* **TEXT PROVIDED**
[Start of section]

How are you getting involved during Loneliness Awareness Week? Share with the team - we'd love to hear from you!


Find out how you can get involved with the Student Minds Blog this Loneliness Awareness Week.





Tuesday 4 June 2024

What is wrong with me?

Hannah shares their experience of loneliness during university and since graduating. They discuss the stigma associated with loneliness and share their journey of self-acceptance. 


- Hannah


How do I share that I’m lonely? 
How can I be lonely as a young person? 
What is wrong with me?

These are all questions I asked myself persistently both during and after university. The notion of loneliness can feel incredibly embarrassing and stigmatising because it appears that everyone else around you is happy and content in their friendships and you’re the only one struggling. Loneliness is often associated with older generations, with a lot of information and support tailored to ‘befriending’ people who are elderly. It seems inconceivable that someone of a younger age could be lonely. There are so many chances to meet people whether this is through education, work or hobbies however, it is much easier said than done and I’ve spent too much time berating myself for struggling so much with it.   

University was going to be a fresh start for me: new city, new course, new everything. I was going to be confident and make lots of friends… spoiler alert this didn’t happen. The culture of drinking and partying seemed so new and exciting but in reality, this led to cycles of overthinking and self-loathing for me personally. I put so much pressure on myself to be like other people and to modify myself in accordance with the interests and behaviours of those around me. This, however, wasn’t an authentic version of myself. Consequently, I couldn’t maintain this persona and ended up becoming quite isolated throughout my time at university.

[End of section]

* **DATA EXCERPTS**
[Start of section]

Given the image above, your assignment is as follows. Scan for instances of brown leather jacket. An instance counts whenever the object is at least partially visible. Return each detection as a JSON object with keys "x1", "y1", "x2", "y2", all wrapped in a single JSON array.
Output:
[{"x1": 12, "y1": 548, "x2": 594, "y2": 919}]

[End of section]
[Start of section]

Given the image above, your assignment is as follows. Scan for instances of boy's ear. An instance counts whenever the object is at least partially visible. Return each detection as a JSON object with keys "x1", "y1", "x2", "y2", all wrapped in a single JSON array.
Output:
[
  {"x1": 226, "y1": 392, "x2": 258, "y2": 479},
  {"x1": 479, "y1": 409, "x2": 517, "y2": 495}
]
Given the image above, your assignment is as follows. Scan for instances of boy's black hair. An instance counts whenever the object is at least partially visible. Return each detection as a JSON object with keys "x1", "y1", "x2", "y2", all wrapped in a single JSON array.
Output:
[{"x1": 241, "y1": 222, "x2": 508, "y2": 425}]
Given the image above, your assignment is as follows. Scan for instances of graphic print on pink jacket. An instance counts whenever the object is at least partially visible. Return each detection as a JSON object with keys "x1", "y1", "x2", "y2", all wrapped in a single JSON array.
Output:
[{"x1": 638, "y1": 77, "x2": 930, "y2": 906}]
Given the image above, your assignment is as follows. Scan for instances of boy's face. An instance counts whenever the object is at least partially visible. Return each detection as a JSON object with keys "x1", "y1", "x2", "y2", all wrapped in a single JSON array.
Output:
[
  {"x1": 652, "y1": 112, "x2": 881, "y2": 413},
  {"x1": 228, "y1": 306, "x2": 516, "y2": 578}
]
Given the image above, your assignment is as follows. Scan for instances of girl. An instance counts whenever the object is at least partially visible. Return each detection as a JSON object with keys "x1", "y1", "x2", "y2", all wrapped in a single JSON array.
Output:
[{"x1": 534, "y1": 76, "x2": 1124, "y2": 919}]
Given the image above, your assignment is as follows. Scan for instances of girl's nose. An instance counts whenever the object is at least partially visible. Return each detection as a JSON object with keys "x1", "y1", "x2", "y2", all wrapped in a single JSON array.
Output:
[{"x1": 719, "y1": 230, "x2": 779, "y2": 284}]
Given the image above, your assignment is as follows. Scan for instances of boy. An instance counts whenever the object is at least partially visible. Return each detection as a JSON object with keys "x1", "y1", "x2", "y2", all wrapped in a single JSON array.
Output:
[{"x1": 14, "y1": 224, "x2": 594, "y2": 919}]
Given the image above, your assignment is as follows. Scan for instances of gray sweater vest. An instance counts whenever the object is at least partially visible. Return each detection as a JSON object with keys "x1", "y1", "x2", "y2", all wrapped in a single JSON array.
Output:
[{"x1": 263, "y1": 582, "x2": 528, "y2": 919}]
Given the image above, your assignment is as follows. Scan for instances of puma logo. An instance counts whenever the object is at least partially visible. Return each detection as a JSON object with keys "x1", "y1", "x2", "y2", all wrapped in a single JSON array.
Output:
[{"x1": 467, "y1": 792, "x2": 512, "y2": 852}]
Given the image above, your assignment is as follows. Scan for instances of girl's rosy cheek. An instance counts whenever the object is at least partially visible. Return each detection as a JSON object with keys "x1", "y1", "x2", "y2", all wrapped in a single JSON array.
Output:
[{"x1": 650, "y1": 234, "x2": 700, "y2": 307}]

[End of section]

* **TASKS AND EXERCISES**
a. According to the loneliness blog post, which age group is loneliness often associated with?
b. Please set down the passage of the loneliness blog post that opens with the words "Tuesday 4 June" and closes with "that I’m lonely?".

* **PER-TASK ANSWERS**
a. Older generations.

b.
Tuesday 4 June 2024

What is wrong with me?

Hannah shares their experience of loneliness during university and since graduating. They discuss the stigma associated with loneliness and share their journey of self-acceptance. 


- Hannah


How do I share that I’m lonely?